== The exercise ==
Reproduce the passage of the GSP regulation summary from "PURPOSE: to put" to "of human rights." word for word.

== Article ==
>>>
PURPOSE: to put in place new rules on applying a scheme of generalised tariff preferences (GSP).
LEGISLATIVE ACT: Regulation No 978/2012 of the European Parliament and of the Council applying a scheme of generalised tariff preferences and repealing Council Regulation (EC) No 732/2008.
CONTENT: following agreement in first reading, the European Parliament and the Council adopted this Regulation reforming the EU's scheme of generalised tariff preferences (GSP) for developing countries. The EU's GSP has been in force since 1971. Trade preferences granted to developing countries contribute to their integration into the global trade system and to their sustainable development, whilst those provided under the EU's "GSP+" arrangement are used as an incentive to improving governance, the quality of life and the protection of human rights.
<<<
== Record extracts ==
>>>
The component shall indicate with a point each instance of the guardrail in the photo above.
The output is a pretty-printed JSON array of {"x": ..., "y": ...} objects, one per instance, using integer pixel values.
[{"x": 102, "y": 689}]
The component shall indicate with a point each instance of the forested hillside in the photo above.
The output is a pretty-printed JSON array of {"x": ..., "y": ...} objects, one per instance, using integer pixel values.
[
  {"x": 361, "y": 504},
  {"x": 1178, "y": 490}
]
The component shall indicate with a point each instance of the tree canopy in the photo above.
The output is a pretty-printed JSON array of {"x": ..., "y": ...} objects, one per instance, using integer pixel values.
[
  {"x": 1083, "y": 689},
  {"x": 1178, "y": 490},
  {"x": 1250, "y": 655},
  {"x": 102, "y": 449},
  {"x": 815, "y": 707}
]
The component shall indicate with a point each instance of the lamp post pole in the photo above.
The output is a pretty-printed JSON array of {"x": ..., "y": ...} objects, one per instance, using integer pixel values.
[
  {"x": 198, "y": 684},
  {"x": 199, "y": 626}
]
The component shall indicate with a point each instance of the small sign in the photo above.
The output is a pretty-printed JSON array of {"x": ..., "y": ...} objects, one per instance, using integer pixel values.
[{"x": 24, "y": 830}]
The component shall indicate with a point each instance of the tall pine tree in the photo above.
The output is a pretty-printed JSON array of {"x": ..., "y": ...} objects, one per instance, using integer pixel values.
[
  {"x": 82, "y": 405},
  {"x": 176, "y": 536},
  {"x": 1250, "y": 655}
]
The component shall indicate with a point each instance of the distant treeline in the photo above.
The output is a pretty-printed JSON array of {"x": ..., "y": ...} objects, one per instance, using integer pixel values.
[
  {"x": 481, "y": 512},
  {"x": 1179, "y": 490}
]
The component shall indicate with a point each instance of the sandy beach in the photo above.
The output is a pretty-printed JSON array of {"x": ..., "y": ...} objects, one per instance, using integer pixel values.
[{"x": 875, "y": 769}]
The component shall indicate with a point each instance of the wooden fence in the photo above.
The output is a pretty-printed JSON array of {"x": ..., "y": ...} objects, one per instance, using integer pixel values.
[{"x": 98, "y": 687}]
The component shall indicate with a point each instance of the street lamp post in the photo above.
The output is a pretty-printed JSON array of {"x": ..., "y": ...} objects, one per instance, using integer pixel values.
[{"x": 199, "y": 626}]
<<<
== Solution below ==
PURPOSE: to put in place new rules on applying a scheme of generalised tariff preferences (GSP).
LEGISLATIVE ACT: Regulation No 978/2012 of the European Parliament and of the Council applying a scheme of generalised tariff preferences and repealing Council Regulation (EC) No 732/2008.
CONTENT: following agreement in first reading, the European Parliament and the Council adopted this Regulation reforming the EU's scheme of generalised tariff preferences (GSP) for developing countries. The EU's GSP has been in force since 1971. Trade preferences granted to developing countries contribute to their integration into the global trade system and to their sustainable development, whilst those provided under the EU's "GSP+" arrangement are used as an incentive to improving governance, the quality of life and the protection of human rights.